PROMPT 1: From the earnings excerpt, name every function that the combined divisional operating structure centralizes.
PROMPT 2: According to the earnings excerpt, why did gross margin fall in the quarter?
PROMPT 3: Return the stretch of the earnings excerpt from "The company combined" through "to improve operational efficiencies." verbatim.

Earnings: Net earnings for the three months declined 18.7% to $67.9 million from $83.5 million for the prior-year period. Gross margin in the quarter was 27.2%, reflecting a 120 basis point decrease over the same period last year. The decline was mainly due to the anticipated impact of higher raw material and other input costs, partly offset by higher net selling prices, including foreign exchange and the positive impact of a richer product-mix.

CEO’s Take: Glen J. Chamandy, president and CEO, said on a conference call with analysts, addressing potential acquisitions, “We’re continuing to monitor our growth opportunities through acquisitions. It’s been part of our strategy to reinvest our free cash flow. I think, short-term, we have a lot on our plate on our realignment, which we’re focusing on. So I would say, in the short term, there’s a lot of synergies we’re going to get and a lot of SG&A reductions.”

The company combined its Printwear and Branded Apparel businesses into one divisional operating structure, centralizing marketing, merchandising, sales, distribution and administrative functions. The combination of the two operating businesses is intended to drive a leaner and more streamlined organization that is expected to improve operational efficiencies.

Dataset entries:

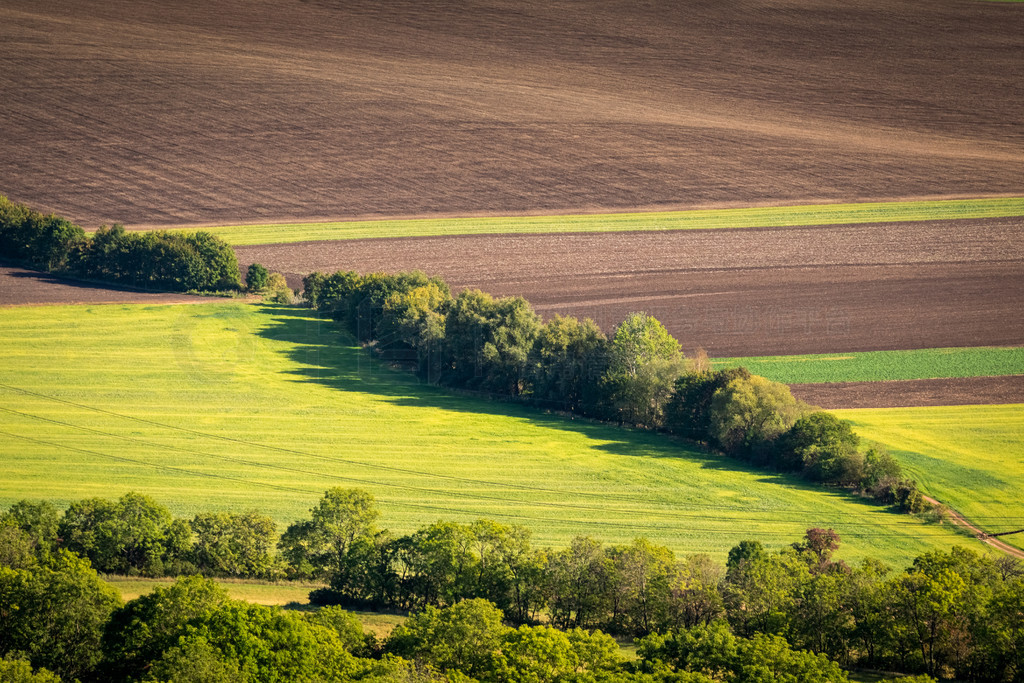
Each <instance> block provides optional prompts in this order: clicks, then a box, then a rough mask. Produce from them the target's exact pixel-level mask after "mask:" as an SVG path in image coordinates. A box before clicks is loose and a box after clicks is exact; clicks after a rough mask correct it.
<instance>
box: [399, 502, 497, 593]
mask: <svg viewBox="0 0 1024 683" xmlns="http://www.w3.org/2000/svg"><path fill="white" fill-rule="evenodd" d="M475 547H476V538H475V536H474V533H473V529H472V528H470V527H469V526H467V525H464V524H459V523H456V522H435V523H433V524H430V525H428V526H425V527H423V528H421V529H419V530H418V531H416V532H415V533H413V535H412V536H411V537H409V539H408V541H407V542H406V543H404V544H403V550H402V552H401V554H400V555H399V559H400V561H401V563H402V564H403V573H404V575H406V577H407V581H406V587H407V591H408V592H409V593H410V598H411V604H412V605H419V606H425V605H451V604H454V603H456V602H458V601H459V600H460V599H461V598H463V597H465V596H468V595H473V594H474V593H475V592H476V586H477V584H476V581H477V577H478V573H479V569H478V560H477V558H476V557H475V556H474V553H473V551H474V548H475Z"/></svg>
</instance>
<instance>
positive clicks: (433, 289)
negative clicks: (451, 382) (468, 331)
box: [379, 282, 452, 382]
mask: <svg viewBox="0 0 1024 683" xmlns="http://www.w3.org/2000/svg"><path fill="white" fill-rule="evenodd" d="M451 302H452V294H451V292H449V289H447V287H442V286H440V285H438V284H437V283H436V282H431V283H429V284H427V285H424V286H422V287H416V288H413V289H411V290H409V291H404V292H395V293H393V294H391V295H390V296H388V298H387V299H385V300H384V312H383V316H382V319H381V324H380V332H379V337H380V340H381V343H383V344H384V345H387V346H394V345H398V346H401V345H406V346H409V347H410V348H411V349H413V350H415V352H416V361H417V373H418V374H419V375H420V376H421V377H423V378H425V379H426V380H428V381H430V382H436V381H437V380H438V379H439V377H440V371H441V352H442V346H443V343H444V337H445V334H446V333H445V322H446V314H447V308H449V306H450V305H451Z"/></svg>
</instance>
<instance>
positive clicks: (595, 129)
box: [0, 0, 1024, 276]
mask: <svg viewBox="0 0 1024 683" xmlns="http://www.w3.org/2000/svg"><path fill="white" fill-rule="evenodd" d="M1022 53H1024V5H1022V4H1020V3H996V2H974V1H969V0H905V1H902V2H892V0H850V1H849V2H844V3H835V2H826V1H825V0H737V1H735V2H721V1H720V0H692V1H690V2H685V3H683V2H677V1H676V0H649V1H647V2H621V1H618V0H588V1H587V2H580V1H579V0H515V1H514V2H513V1H512V0H465V1H464V2H444V1H442V0H392V1H389V2H378V1H377V0H175V1H173V2H171V1H168V0H103V1H99V0H5V1H4V2H3V3H2V5H0V92H3V97H0V121H2V122H3V123H2V130H3V138H4V140H3V148H4V163H3V164H0V193H4V194H6V195H7V196H8V197H10V198H11V199H13V200H15V201H18V202H26V203H29V204H31V205H33V206H35V207H37V208H39V209H42V210H46V211H50V210H52V211H55V212H57V213H60V214H62V215H67V216H68V217H70V218H72V219H73V220H75V221H77V222H80V223H82V224H83V225H85V226H87V227H91V226H95V225H98V224H99V223H102V222H112V221H120V222H124V223H127V224H129V225H134V226H143V225H180V224H204V223H205V224H213V223H249V222H261V221H262V222H268V221H279V220H293V221H295V220H315V219H319V218H343V217H355V216H410V215H412V216H416V215H420V216H425V215H475V214H494V215H513V214H516V213H559V212H572V213H581V212H585V211H597V210H602V209H605V210H608V209H623V210H629V209H641V208H646V209H668V208H688V207H697V206H745V205H759V204H795V203H809V202H821V201H859V200H869V199H876V200H884V199H897V198H930V197H967V196H990V195H1021V194H1024V164H1022V163H1021V162H1022V159H1024V116H1022V112H1024V110H1022V102H1024V59H1021V58H1020V56H1021V54H1022ZM954 276H955V275H954Z"/></svg>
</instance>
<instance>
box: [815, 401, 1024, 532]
mask: <svg viewBox="0 0 1024 683" xmlns="http://www.w3.org/2000/svg"><path fill="white" fill-rule="evenodd" d="M835 413H836V414H837V415H838V416H840V417H842V418H844V419H846V420H850V421H851V422H852V423H853V426H854V430H855V431H856V432H857V433H858V434H860V435H861V437H863V438H865V439H868V440H874V441H878V442H880V443H884V444H885V445H886V446H888V447H889V450H890V451H891V453H892V454H893V455H894V456H896V458H897V459H898V460H899V461H900V463H901V464H902V465H903V467H904V469H905V470H906V471H907V473H908V474H909V475H910V476H911V477H913V478H914V479H916V480H918V484H919V486H920V487H921V489H922V492H923V493H924V494H926V495H928V496H931V497H933V498H936V499H938V500H940V501H942V502H943V503H945V504H947V505H949V506H951V507H952V508H953V509H955V510H957V511H958V512H959V513H962V514H963V515H964V516H966V517H967V518H968V519H969V520H971V521H972V522H974V523H975V524H977V525H978V526H980V527H981V528H983V529H985V530H988V531H1009V530H1015V529H1019V528H1024V501H1022V499H1021V492H1022V490H1024V457H1022V454H1024V404H1017V405H955V407H944V408H898V409H885V410H873V409H871V410H850V411H835ZM1001 540H1002V541H1006V542H1007V543H1009V544H1012V545H1014V546H1016V547H1018V548H1022V549H1024V533H1021V535H1017V536H1008V537H1004V538H1002V539H1001Z"/></svg>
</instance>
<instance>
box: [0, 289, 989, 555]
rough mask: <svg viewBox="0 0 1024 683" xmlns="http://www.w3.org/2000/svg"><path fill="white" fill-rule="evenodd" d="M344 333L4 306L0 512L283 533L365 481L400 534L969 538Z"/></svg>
mask: <svg viewBox="0 0 1024 683" xmlns="http://www.w3.org/2000/svg"><path fill="white" fill-rule="evenodd" d="M339 340H340V337H339V333H338V331H337V329H336V328H335V327H334V326H333V325H332V324H330V323H327V322H323V321H319V319H317V318H315V317H313V316H311V314H310V313H309V312H308V311H305V310H301V309H293V308H286V307H275V306H264V305H258V304H246V303H240V302H233V303H224V304H209V305H206V306H201V307H200V306H143V305H117V306H68V307H25V308H13V309H5V310H4V311H3V312H2V315H0V347H2V348H3V349H4V352H5V362H4V364H2V366H0V462H3V463H4V467H3V471H4V476H3V477H2V479H0V505H7V504H9V503H11V502H13V501H16V500H18V499H22V498H31V499H49V500H52V501H54V502H57V503H68V502H70V501H72V500H77V499H81V498H86V497H93V496H100V497H116V496H120V495H122V494H124V493H126V492H129V490H136V492H140V493H143V494H146V495H150V496H152V497H154V498H155V499H157V500H158V501H160V502H161V503H163V504H165V505H167V506H169V507H170V508H171V509H172V511H173V512H174V513H175V514H178V515H191V514H195V513H196V512H199V511H202V510H222V509H231V510H244V509H252V508H255V509H258V510H261V511H263V512H265V513H266V514H269V515H270V516H271V517H273V518H274V519H275V520H276V522H278V523H279V525H280V526H279V528H283V527H284V525H285V524H287V523H289V522H291V521H293V520H295V519H297V518H300V517H302V516H304V515H305V514H307V511H308V509H309V508H310V507H311V506H312V505H313V504H314V503H315V501H316V500H317V499H318V498H319V497H321V496H322V495H323V492H324V489H326V488H328V487H330V486H338V485H341V486H361V487H366V488H368V489H369V490H371V492H372V493H373V494H374V495H375V496H376V497H377V499H378V501H379V504H380V507H381V508H382V513H383V519H382V522H383V523H384V524H385V525H387V526H388V527H389V528H391V529H392V530H394V531H396V532H407V531H411V530H413V529H415V528H417V527H419V526H421V525H423V524H427V523H430V522H433V521H435V520H437V519H454V520H458V521H463V522H468V521H471V520H473V519H476V518H479V517H487V518H494V519H497V520H500V521H503V522H506V523H520V524H524V525H526V526H528V527H529V528H531V529H532V531H534V539H535V542H536V543H538V544H539V545H542V546H543V545H549V546H564V545H566V544H567V542H568V541H569V540H570V539H571V538H572V537H573V536H577V535H590V536H593V537H595V538H598V539H601V540H603V541H605V542H610V543H625V542H629V541H631V540H632V539H634V538H636V537H638V536H646V537H648V538H650V539H651V540H652V541H653V542H655V543H660V544H665V545H668V546H669V547H671V548H672V549H673V550H675V551H676V552H680V553H692V552H708V553H711V554H712V555H714V556H716V557H717V558H719V559H724V556H725V553H726V552H727V551H728V549H729V548H730V547H732V546H733V545H735V544H736V543H737V542H738V541H740V540H743V539H752V538H756V539H761V540H763V541H764V542H766V543H767V544H768V545H769V546H772V547H776V548H777V547H780V546H782V545H784V544H787V543H791V542H793V541H795V540H797V539H799V538H800V537H801V536H802V533H803V531H804V530H805V529H806V528H808V527H810V526H834V527H835V528H837V530H839V532H840V533H841V536H842V537H843V541H844V556H845V557H847V558H848V559H856V558H857V557H862V556H865V555H871V556H878V557H881V558H883V559H886V560H888V561H890V562H893V563H896V564H902V563H904V562H906V561H907V560H909V559H911V558H912V557H913V556H915V555H918V554H919V553H921V552H923V551H925V550H928V549H932V548H937V547H947V546H948V545H949V544H950V543H953V542H963V541H962V539H961V537H957V536H955V535H954V533H953V532H952V531H951V530H949V529H947V528H944V527H937V526H934V525H927V524H925V523H923V522H921V521H919V520H915V519H912V518H909V517H907V516H903V515H896V514H892V513H888V512H885V511H883V510H881V509H879V508H878V507H874V506H872V505H869V504H867V503H866V502H863V501H860V500H859V499H855V498H852V497H850V496H849V495H847V494H845V493H842V492H829V490H824V489H821V488H818V487H816V486H813V485H810V484H807V483H804V482H802V481H800V480H798V479H793V478H788V477H782V476H777V475H774V474H769V473H765V472H762V471H759V470H755V469H745V468H744V467H742V466H741V465H739V464H737V463H735V462H732V461H728V460H724V459H721V458H718V457H713V456H708V455H705V454H701V453H698V452H695V451H692V450H687V449H686V447H684V446H682V445H681V444H679V443H677V442H674V441H672V440H670V439H668V438H666V437H664V436H662V435H657V434H651V433H647V432H642V431H630V430H624V429H618V428H615V427H609V426H605V425H601V424H596V423H592V422H589V421H585V420H567V419H564V418H561V417H556V416H551V415H546V414H544V413H541V412H539V411H535V410H527V409H525V408H522V407H517V405H514V404H506V403H500V402H490V401H481V400H478V399H474V398H470V397H464V396H455V395H452V394H449V393H445V392H443V391H440V390H437V389H434V388H431V387H427V386H421V385H418V384H417V383H416V382H415V381H414V380H413V379H411V378H410V377H409V376H408V375H406V374H402V373H396V372H391V371H389V370H387V369H384V368H382V367H381V366H379V365H377V364H374V362H371V361H370V359H369V357H368V355H367V354H366V353H365V352H364V351H362V350H361V349H359V348H357V347H353V346H346V345H343V344H341V343H339ZM28 392H31V393H28ZM979 547H980V544H979Z"/></svg>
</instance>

EXERCISE SOLUTION 1: Marketing, merchandising, sales, distribution, and administrative functions.

EXERCISE SOLUTION 2: Gross margin fell mainly because of the anticipated impact of higher raw material and other input costs. Higher net selling prices partly offset this decline. Those prices included foreign exchange and the positive impact of a richer product mix.

EXERCISE SOLUTION 3:
The company combined its Printwear and Branded Apparel businesses into one divisional operating structure, centralizing marketing, merchandising, sales, distribution and administrative functions. The combination of the two operating businesses is intended to drive a leaner and more streamlined organization that is expected to improve operational efficiencies.